→ Work to complete: Exclude every picture and return the remaining entries below verbatim.

** Opening Exercise inputs block **

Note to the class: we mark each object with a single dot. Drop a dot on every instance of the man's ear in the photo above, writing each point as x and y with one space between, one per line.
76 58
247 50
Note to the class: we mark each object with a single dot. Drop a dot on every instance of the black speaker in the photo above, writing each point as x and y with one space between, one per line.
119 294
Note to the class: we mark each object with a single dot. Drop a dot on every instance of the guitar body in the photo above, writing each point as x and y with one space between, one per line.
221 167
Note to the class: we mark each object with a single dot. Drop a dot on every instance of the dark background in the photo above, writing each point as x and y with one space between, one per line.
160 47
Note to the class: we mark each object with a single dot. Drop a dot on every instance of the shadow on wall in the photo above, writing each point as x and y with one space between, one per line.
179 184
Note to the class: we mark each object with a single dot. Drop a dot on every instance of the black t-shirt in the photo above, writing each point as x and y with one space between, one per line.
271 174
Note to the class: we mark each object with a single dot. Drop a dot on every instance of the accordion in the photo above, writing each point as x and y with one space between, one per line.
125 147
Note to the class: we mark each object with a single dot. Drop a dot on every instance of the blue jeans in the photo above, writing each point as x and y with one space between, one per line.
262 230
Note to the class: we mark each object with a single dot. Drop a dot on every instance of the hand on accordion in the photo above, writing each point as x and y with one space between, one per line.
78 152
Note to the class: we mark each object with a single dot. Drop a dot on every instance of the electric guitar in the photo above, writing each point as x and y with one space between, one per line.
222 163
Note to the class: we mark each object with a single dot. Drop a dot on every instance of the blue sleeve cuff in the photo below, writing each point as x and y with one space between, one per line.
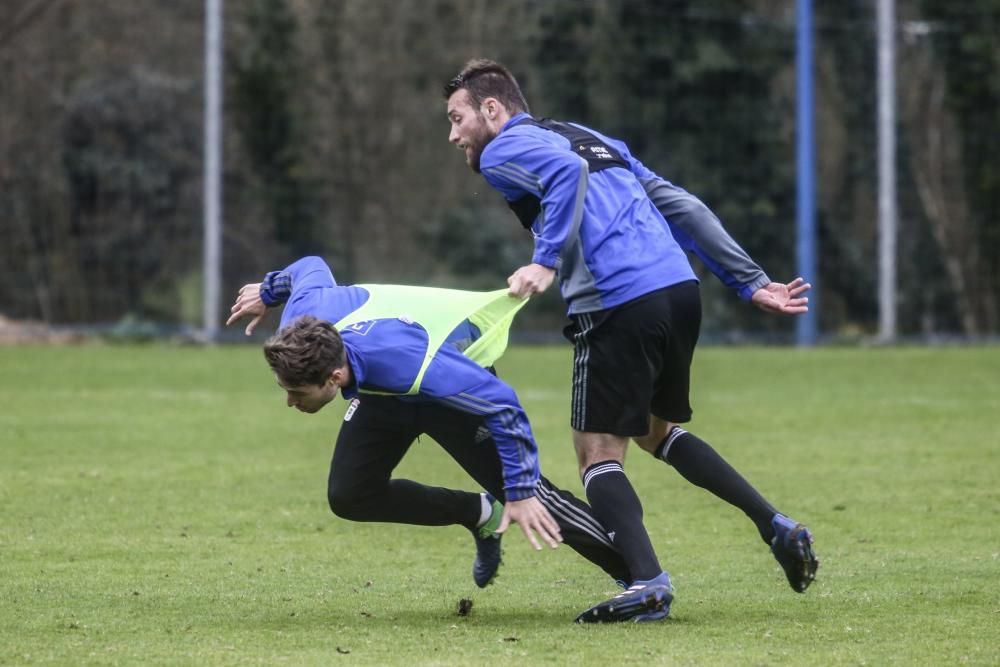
276 288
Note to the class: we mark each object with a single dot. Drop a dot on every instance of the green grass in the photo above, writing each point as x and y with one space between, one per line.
160 505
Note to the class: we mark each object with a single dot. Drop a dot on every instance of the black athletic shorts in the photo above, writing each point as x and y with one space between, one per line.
634 360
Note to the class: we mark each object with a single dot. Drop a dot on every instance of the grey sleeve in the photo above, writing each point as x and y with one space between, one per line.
697 229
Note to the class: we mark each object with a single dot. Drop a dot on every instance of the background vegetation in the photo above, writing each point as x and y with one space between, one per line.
184 521
335 144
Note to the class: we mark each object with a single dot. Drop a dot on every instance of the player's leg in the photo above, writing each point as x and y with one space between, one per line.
698 462
612 386
466 440
377 431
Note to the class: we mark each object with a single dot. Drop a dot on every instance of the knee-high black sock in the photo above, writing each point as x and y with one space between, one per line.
701 465
617 507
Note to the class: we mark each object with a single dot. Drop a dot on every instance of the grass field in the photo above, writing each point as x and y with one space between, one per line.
160 505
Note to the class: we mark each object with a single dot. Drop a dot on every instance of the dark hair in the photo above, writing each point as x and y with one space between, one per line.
305 352
487 78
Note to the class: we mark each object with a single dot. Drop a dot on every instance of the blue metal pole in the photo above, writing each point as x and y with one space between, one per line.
806 329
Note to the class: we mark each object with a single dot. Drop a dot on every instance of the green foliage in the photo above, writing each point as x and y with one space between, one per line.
266 85
161 506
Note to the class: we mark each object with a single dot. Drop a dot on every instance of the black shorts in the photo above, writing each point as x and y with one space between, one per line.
634 360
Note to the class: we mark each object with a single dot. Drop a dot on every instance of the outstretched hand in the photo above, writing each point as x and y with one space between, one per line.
533 518
530 279
248 304
783 299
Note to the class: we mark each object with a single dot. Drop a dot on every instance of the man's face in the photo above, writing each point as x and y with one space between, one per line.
470 130
310 397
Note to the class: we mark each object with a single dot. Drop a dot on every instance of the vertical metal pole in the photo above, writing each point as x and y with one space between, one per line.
887 214
213 166
806 329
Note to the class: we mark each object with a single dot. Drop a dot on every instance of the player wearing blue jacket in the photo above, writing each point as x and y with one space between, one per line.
401 386
615 233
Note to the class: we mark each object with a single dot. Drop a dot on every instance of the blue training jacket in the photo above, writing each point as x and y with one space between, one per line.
604 231
386 354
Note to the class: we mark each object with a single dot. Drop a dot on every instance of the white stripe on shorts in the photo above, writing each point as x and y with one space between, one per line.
581 359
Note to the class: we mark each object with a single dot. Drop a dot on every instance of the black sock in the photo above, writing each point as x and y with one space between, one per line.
617 507
701 465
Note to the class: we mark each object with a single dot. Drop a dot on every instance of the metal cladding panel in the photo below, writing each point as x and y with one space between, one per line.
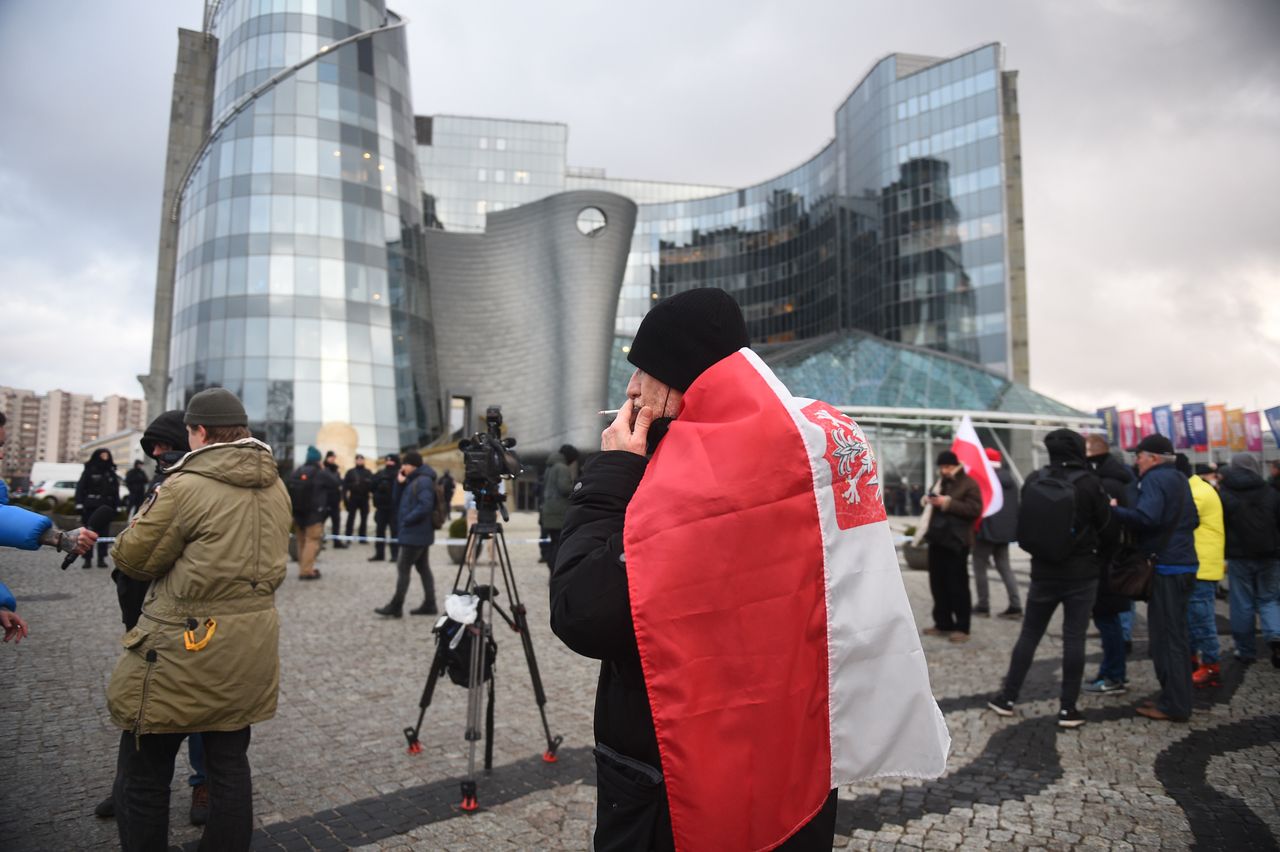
524 315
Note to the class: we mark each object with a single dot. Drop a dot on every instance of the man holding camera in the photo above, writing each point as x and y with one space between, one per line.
717 594
204 656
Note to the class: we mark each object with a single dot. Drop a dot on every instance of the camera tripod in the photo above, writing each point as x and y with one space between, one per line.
481 651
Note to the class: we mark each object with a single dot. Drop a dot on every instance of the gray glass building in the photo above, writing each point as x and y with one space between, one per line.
906 224
300 280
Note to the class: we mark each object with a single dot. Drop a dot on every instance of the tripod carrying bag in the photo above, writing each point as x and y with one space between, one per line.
453 642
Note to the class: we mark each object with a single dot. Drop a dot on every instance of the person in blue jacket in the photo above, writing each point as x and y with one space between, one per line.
28 531
1164 522
415 498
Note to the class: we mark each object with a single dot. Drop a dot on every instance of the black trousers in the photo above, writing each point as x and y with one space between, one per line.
949 582
1042 599
144 772
1170 645
383 525
362 508
414 557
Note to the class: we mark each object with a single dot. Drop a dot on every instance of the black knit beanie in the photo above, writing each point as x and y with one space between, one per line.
686 333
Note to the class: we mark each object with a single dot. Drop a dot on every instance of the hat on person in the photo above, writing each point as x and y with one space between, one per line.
686 333
215 407
1247 462
1155 444
167 429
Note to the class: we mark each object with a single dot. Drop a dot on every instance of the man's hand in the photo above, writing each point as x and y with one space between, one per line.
621 436
85 540
14 628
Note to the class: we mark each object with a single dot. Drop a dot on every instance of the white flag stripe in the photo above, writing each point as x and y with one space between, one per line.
967 434
883 719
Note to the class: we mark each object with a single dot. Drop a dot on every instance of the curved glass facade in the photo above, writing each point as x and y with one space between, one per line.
896 227
300 282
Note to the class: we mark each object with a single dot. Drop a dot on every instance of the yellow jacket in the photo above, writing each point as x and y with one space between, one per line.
1210 535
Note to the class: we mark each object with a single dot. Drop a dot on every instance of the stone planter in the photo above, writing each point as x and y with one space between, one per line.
915 558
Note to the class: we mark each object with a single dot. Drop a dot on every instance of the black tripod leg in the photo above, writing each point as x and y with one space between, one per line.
488 731
433 674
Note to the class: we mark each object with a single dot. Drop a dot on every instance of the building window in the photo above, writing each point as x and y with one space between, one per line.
590 221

** Closing Exercise inputs block **

→ Completed exercise:
Note to the class: we mark each object with a single dot. Drop a dot on every instance of the man's ear in the photo above, writing each point as x and y with one space between, one per line.
76 58
247 50
Note to the class: we mark each object with a single dot. Drop a dot on every instance of the black speaker in the photo above, writing each point as x and y with one space between, one per line.
119 294
Note to the class: we mark each object with a single dot. Drop a dot on every instance of the guitar body in the photo above, writing each point as x and y with one space between, one per line.
221 167
Note to the class: we mark each object with a single dot. Drop a dot on every instance of the dark background in the photo above, writing each point as x and y with one space between, one per line.
160 47
Note to the class: we mark each object with a single dot. Drop a dot on every instance of the shadow on wall in the photo above, writing each point as x and y with one space between, one per line.
179 184
Note to the class: we mark each object with a single dot. Drop a dot on every instance of the black t-shirt in the photo above, writing each point as x and y with one space between, one per line.
271 174
Note to the class: we mark each object with a single dot. Drop a dot on every instance of the accordion in the photo above, writing each point as x and y with one space between, one per line.
125 147
Note to the class: we mark each object with a single dot. Drop a dot on every instance of the blue jeans in the photo above, writing each point as x and y with one space between, one per line.
262 230
Note to the class: we mark each object with a single dot. Drop a dot on every instance of the hand on accordion in the photo above, writing each point as x and y with one space between, one per line.
78 152
Note to the class: we mark each object with a single dot. Drop a dot on every instance of the electric guitar in the photo above, writing each point as x and y with one space between, one per line.
222 163
Note to the class: we mark each object with a single dot. Drop a dot on every instance of the blue sleeve cuff in the photo below, writing each point as x and y with one space between, one per line.
276 288
Note to the class: we mark each object with a single dot. Drop a dot on every instance of the green grass in the photo above, writing each point as x and y with one space between, one per line.
160 505
Note to the class: we mark each object with a single dot. Drop a dot on every instance of the black athletic shorts in the photo above, writing each point as x and y with one space between, one per line.
634 360
Note to the class: we mark each object with a single dot. Drop a dot on every instance of the grey sleeve in the photo above, writing each point as x and y with one space between, one per line.
697 229
Note to the class: we mark each object with a single dot. Drop a dot on every instance of the background vegetation in the photo above, writing each point as x and y with one space between, one per line.
184 521
335 144
Note to the class: we mark each object with a single dot. Drop a dot on every instance of the player's leg in the photo above, writing each point as x and y with one space between, one per line.
698 462
612 386
466 440
377 431
Note to the class: we mark each object with a single dot. Drop a dot on every instance of the knee-high black sock in the photo above, writing each point as x and y with one space between, one per line.
701 465
617 507
Note to the class: we mark each object with a single dot. Drop a dot on every instance of the grass field in the photo above, writing each point as x and y with one space between, one per line.
160 505
Note to the class: we mark each object with a single dot. Drop a dot on every instance of the dark hair in the photo above, writing each point as x and y with one space between, one per line.
305 352
487 78
Note to the class: we mark each object with a single dot. Drop a dot on every instance of the blue metal pole in the photo above, writing each point as x and y with one space between, one per line.
806 329
Note to the class: we mark each object with a single dot. Drop a dot on every instance of the green foliage in the photo above, writing each point as x and y with one space between, one per line.
266 85
161 506
Note to the class: we mark each object with a single dot. Drop a dot on every instance of the black shorts in the photo above, writing each point as x and y with one space between, one per line.
634 360
Note to the class: we mark each object with a single dot. Drop a dot on every instance of the outstretched hand in the photo above, writing each point as x and y with one space between, one per line.
533 518
530 279
248 304
783 299
Note to the class: we mark each object with a single dot. Drop a dot on every instance of the man's face in the photo above, writing each point as x and y with one space between, one per line.
470 130
310 397
Note to the class: we mark each object with a single dot. Drop a dot on every instance of the vertical metal pole in the photo above, writing each point as x and y with one space between, one per line.
887 214
213 166
806 329
Note to the class: we mark each object with a single dot. Drop a dot on every instance of the player wearing blue jacket in the photo above, writing each point as x and y with one space between, one per line.
401 386
615 233
Note to the class: we mark each object with a single dot. Drop a dot on every instance of the blue training jacket in the photo above, writing each point as x and y with one space between, one per line.
604 231
386 354
Note to the class: we mark each object with a single dot. Drop a dot on every instance of the white stripe on shorts in the photo above, writing each point as x and y with one space between, one per line.
581 359
Note to the class: we mark each object with a single dot. Drop a dot on every instance of the black sock in the photo above, writing each point as x and y with one space between, one per line.
617 507
701 465
Note to the class: we mark each object with a single dot. Drop a dot on every instance of the metal cladding panel in the photo below, writing each point as x and y with one space between, one per line.
524 315
Note to the class: we mark each object with a single dot. Drop a dot on every instance of the man holding camera in the photo above, writing each point as x and y with one space between, one per line.
717 594
204 656
Note to the class: we mark each object with a single dot. Drop a dot on every instance of the camera tripod in the photo above, writing each point as x and y with one space between, one per line.
481 651
Note to the class: we mark each object with a single dot. Drop a dot on every instance of the gray glass building in the photo above, writing each point as x and y with one space between, one per line.
906 224
300 280
Note to the class: we mark each object with a single dot. Drop a dot on every instance of the tripod carrying bag in the photo above, writing each point as x and y with one space between, one per line.
453 642
Note to the class: we mark each object with a single dot. Drop a dot on every instance of the person in blue jacket in the photo above, writing each point as x and y with one space between, one per line.
28 531
1164 522
415 498
Note to the class: we mark each object with a single dot. Drop a dot on every instance of the black trousers in the photo above, writing each point as x and y with one space between, one per line.
949 582
1042 599
144 772
1170 645
383 525
362 508
414 557
Note to the class: we mark each object with a single dot. Drop a dot on every instance of the black knit beanie in the photo above, writing each point as x and y with one space between, one per line.
686 333
Note to the class: we mark each object with a single dot. Drop a dot on every instance of the hat on person in the photo above, writing each point as x and y with one space between, one per line.
686 333
215 407
1247 462
1155 444
167 429
Note to the class: we mark each object with a single dot. Drop a dot on every instance of the man's hand in the photo above, writing each point as x and y with one space between, one per line.
621 436
85 540
14 628
Note to the class: we mark each object with a single dot. Drop a dot on every instance of the white flag stripe in the photo above, writing each point as x and y with one space between, one per line.
967 434
883 719
Note to the class: we mark each object with a single dot. Drop a dot on every instance of the curved glass facade in the photo above, writing each point as x and y with one space between, one per line.
896 227
300 282
Note to the class: we mark each object with a single dot. Drop a dot on every instance of the yellow jacket in the photo above, writing each point as x and y with one space between, one per line.
1210 535
Note to the class: we mark each object with a single dot. Drop a dot on every instance of the stone planter in the photo above, writing each point as x and y with one space between, one per line.
915 558
Note to the class: we mark each object with a single dot. Drop a dot on every instance of the black tripod leg in the photo above, writing each point as x and y with one space between, one per line.
488 731
433 674
Note to the class: we mark each object with a single dot. Drop a dot on every instance of the building window in the photo above, writing each point as x and y with one space between, one per line.
590 221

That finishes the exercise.